> ENTRIES:

┌──

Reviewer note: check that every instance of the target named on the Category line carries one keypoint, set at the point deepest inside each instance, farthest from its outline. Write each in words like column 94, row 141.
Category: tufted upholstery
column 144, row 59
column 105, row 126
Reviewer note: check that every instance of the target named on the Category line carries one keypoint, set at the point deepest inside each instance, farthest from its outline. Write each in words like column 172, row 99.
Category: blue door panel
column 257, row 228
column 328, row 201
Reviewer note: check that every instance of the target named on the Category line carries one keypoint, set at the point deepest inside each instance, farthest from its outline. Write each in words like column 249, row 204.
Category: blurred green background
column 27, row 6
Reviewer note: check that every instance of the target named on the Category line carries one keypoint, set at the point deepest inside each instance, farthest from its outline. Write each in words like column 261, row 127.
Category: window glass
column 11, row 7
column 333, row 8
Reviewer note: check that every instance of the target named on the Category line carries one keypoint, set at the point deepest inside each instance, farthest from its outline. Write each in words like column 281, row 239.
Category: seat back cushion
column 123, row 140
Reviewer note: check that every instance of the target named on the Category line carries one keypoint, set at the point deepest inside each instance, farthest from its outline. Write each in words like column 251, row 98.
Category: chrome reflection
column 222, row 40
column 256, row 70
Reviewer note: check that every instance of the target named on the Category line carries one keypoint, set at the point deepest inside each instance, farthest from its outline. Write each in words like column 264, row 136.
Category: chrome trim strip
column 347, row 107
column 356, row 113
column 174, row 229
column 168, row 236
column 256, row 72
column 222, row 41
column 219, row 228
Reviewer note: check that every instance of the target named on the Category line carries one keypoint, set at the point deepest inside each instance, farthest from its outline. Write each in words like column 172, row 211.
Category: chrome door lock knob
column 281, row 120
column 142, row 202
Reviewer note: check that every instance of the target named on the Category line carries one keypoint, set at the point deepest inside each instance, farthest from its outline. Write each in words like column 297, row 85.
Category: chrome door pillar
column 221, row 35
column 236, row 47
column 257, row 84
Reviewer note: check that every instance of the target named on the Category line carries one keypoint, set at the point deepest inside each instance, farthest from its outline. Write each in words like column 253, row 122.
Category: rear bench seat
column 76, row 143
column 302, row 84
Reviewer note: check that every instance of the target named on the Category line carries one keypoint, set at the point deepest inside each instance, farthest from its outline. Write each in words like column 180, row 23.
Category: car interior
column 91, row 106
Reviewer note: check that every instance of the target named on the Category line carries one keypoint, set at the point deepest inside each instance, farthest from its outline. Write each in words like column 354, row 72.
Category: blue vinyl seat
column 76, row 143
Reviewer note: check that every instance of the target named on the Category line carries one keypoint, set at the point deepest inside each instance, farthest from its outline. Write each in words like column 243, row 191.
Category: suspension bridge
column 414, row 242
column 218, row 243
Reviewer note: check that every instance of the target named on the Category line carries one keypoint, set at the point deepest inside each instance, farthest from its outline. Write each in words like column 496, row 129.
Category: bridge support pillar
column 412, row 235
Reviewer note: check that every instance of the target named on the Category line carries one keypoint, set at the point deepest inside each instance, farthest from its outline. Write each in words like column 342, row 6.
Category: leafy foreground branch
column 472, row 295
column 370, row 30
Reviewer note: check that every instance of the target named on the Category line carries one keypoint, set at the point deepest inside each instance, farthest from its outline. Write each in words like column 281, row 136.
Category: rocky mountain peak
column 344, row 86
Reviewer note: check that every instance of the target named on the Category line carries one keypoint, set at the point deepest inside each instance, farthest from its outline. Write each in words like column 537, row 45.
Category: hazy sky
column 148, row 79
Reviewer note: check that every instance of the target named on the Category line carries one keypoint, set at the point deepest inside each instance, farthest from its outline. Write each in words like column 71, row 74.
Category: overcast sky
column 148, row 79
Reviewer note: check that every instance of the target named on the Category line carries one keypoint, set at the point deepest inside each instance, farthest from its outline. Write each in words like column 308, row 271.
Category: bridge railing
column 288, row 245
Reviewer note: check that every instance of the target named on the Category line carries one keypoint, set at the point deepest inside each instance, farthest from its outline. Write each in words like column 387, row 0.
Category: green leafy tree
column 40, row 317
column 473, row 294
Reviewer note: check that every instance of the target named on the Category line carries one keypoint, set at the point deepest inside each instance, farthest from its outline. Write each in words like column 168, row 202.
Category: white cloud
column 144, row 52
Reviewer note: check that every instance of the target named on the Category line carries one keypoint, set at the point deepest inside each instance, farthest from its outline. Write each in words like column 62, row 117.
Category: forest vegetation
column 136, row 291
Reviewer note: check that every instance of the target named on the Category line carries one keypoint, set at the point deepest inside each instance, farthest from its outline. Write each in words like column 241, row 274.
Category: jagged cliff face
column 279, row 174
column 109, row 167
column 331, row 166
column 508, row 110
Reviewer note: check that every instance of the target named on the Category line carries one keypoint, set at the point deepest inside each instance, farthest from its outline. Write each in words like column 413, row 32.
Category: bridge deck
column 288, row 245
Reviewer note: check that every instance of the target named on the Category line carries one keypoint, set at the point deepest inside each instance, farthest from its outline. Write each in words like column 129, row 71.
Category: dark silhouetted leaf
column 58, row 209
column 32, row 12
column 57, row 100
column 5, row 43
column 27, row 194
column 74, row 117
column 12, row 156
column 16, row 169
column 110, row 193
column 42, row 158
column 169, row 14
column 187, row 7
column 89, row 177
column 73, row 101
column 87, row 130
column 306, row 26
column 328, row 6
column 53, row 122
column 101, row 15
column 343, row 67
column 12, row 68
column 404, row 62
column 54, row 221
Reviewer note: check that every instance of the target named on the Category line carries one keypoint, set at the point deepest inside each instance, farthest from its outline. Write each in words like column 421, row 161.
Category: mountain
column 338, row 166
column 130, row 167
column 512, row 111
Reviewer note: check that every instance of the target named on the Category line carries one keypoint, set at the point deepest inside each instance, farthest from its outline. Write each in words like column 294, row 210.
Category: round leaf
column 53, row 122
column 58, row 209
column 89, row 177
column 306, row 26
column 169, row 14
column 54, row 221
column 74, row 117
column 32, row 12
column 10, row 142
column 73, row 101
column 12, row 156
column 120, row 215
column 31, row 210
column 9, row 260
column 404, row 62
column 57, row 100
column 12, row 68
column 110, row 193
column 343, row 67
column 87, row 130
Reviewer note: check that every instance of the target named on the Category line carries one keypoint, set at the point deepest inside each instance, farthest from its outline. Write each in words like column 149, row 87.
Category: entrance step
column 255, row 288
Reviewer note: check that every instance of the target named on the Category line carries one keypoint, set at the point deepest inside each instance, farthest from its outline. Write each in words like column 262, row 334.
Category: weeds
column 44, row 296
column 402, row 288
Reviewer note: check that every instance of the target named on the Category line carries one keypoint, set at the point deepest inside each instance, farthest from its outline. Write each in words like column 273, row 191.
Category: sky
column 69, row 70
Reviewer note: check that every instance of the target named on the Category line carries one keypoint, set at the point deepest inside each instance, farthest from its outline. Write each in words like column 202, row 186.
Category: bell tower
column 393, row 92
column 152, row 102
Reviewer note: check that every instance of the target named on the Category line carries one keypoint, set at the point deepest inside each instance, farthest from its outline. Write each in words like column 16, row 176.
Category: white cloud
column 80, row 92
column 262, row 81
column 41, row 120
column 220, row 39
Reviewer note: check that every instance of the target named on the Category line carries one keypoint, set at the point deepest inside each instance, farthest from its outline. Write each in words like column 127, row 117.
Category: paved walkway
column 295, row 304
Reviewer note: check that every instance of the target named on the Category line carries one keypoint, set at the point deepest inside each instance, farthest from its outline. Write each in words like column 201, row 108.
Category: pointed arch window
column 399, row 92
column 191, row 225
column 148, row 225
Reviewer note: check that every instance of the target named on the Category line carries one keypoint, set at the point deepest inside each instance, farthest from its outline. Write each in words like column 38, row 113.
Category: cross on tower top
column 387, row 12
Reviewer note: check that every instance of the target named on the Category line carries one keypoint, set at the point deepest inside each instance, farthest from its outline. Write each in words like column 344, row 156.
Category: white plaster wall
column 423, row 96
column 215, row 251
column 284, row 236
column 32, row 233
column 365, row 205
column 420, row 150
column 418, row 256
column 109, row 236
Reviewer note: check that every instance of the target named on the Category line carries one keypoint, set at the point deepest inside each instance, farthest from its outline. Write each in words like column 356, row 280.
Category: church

└──

> GIVEN REQUEST: Rename "chrome" to "steel" in the stretch of the listing from the line containing "281, row 239." through the line containing "column 91, row 106". Give back only those lines, with nothing else changed.

> SOLUTION FOR THIS PROBLEM:
Reviewer note: check that every instance of the target named on the Category line carries one keypoint, set at the point deepest inside each instance, farthest from its outline. Write each in words like column 281, row 239.
Category: seat back cushion
column 123, row 140
Reviewer note: check that every instance of the target named on the Category line carries one keypoint, set at the point deepest inside each instance, farthest from its outline. Write each in words like column 251, row 98.
Category: steel reflection
column 222, row 40
column 256, row 70
Reviewer note: check that every instance of the target named on the Category line carries one keypoint, set at the point deepest inside each instance, farthest from its outline. Write each in words like column 264, row 136.
Category: steel trim strip
column 347, row 107
column 356, row 113
column 174, row 229
column 168, row 236
column 256, row 72
column 222, row 41
column 219, row 228
Reviewer note: check that every instance of the target named on the Category line carries one keypoint, set at the point deepest inside each instance, farthest from its outline. Write each in words like column 172, row 211.
Category: steel door lock knob
column 281, row 120
column 142, row 202
Reviewer note: check that every instance of the target named on the Category line carries one keypoint, set at the point deepest inside each instance, farthest from its outline. Write each in words like column 297, row 85.
Category: steel door pillar
column 221, row 35
column 236, row 47
column 257, row 84
Reviewer note: check that every instance of the target named on the Category line carries one keypoint, set at the point deepest inside each instance, farthest from its outline. Write each in words like column 253, row 122.
Category: rear bench seat
column 76, row 143
column 302, row 84
Reviewer note: check that every instance of the target named on the Category line carries one keypoint, set at the point deepest inside each instance, farthest from its outline. Write each in words like column 180, row 23.
Category: car interior
column 91, row 106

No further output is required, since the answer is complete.